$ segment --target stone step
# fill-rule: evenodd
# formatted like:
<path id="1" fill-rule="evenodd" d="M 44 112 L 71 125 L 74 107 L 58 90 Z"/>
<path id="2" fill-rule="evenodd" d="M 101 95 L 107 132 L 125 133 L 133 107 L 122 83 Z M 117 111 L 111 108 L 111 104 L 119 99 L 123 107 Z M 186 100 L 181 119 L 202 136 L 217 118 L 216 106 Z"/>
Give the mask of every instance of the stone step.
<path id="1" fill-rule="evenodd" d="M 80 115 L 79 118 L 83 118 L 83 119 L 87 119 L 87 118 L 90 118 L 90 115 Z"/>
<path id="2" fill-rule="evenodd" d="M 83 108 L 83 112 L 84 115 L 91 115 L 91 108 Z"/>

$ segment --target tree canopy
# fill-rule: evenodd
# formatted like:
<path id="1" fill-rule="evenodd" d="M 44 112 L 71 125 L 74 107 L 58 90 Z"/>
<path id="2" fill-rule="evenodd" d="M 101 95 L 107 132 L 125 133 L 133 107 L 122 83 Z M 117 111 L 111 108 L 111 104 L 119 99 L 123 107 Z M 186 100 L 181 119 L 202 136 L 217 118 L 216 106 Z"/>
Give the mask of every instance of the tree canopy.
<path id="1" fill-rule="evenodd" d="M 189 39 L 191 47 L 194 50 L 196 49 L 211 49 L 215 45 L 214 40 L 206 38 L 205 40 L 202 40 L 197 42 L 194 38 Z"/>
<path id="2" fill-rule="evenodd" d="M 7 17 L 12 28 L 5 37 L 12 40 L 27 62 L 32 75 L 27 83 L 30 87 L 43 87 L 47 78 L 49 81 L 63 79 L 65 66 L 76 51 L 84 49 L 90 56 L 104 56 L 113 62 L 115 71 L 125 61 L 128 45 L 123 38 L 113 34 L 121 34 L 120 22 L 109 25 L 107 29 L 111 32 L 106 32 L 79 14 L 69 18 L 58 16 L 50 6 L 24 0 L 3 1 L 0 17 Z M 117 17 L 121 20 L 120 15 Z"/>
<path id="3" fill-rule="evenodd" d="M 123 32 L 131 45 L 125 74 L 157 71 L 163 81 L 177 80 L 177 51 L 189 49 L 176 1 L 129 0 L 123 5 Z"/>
++++++++++
What is being asked: Print all of the entries above word for word, without changing anything.

The response:
$ segment --target stone step
# fill-rule: evenodd
# formatted like:
<path id="1" fill-rule="evenodd" d="M 44 112 L 71 125 L 74 107 L 58 90 Z"/>
<path id="2" fill-rule="evenodd" d="M 101 95 L 107 132 L 125 133 L 133 107 L 122 83 Z M 117 111 L 111 108 L 111 104 L 119 99 L 123 107 Z M 186 100 L 181 119 L 202 136 L 217 118 L 216 106 Z"/>
Give the mask of every instance of the stone step.
<path id="1" fill-rule="evenodd" d="M 80 115 L 79 118 L 83 118 L 83 119 L 87 119 L 87 118 L 90 118 L 90 115 Z"/>
<path id="2" fill-rule="evenodd" d="M 83 108 L 83 112 L 84 115 L 91 115 L 91 108 Z"/>

$ segment --target tree canopy
# fill-rule: evenodd
# formatted like:
<path id="1" fill-rule="evenodd" d="M 44 112 L 71 125 L 74 107 L 58 90 Z"/>
<path id="2" fill-rule="evenodd" d="M 101 95 L 107 132 L 125 133 L 133 107 L 122 83 Z M 117 111 L 111 108 L 111 104 L 119 99 L 123 107 Z M 186 100 L 181 119 L 202 136 L 217 118 L 216 106 Z"/>
Give the mask of every instance of the tree canopy.
<path id="1" fill-rule="evenodd" d="M 189 39 L 191 47 L 194 50 L 196 49 L 211 49 L 215 45 L 214 40 L 206 38 L 205 40 L 202 40 L 197 42 L 194 38 Z"/>
<path id="2" fill-rule="evenodd" d="M 7 17 L 12 28 L 5 37 L 12 40 L 27 62 L 32 75 L 27 83 L 30 87 L 43 87 L 47 78 L 49 81 L 63 79 L 65 66 L 76 51 L 84 49 L 90 56 L 104 56 L 113 62 L 115 71 L 125 61 L 128 45 L 123 38 L 113 34 L 121 34 L 120 22 L 109 25 L 107 29 L 111 32 L 106 32 L 79 14 L 69 18 L 58 16 L 50 6 L 24 0 L 3 1 L 0 17 Z M 117 17 L 121 20 L 120 15 Z"/>
<path id="3" fill-rule="evenodd" d="M 123 32 L 131 45 L 125 74 L 157 71 L 163 81 L 177 80 L 177 51 L 189 49 L 176 1 L 129 0 L 123 5 Z"/>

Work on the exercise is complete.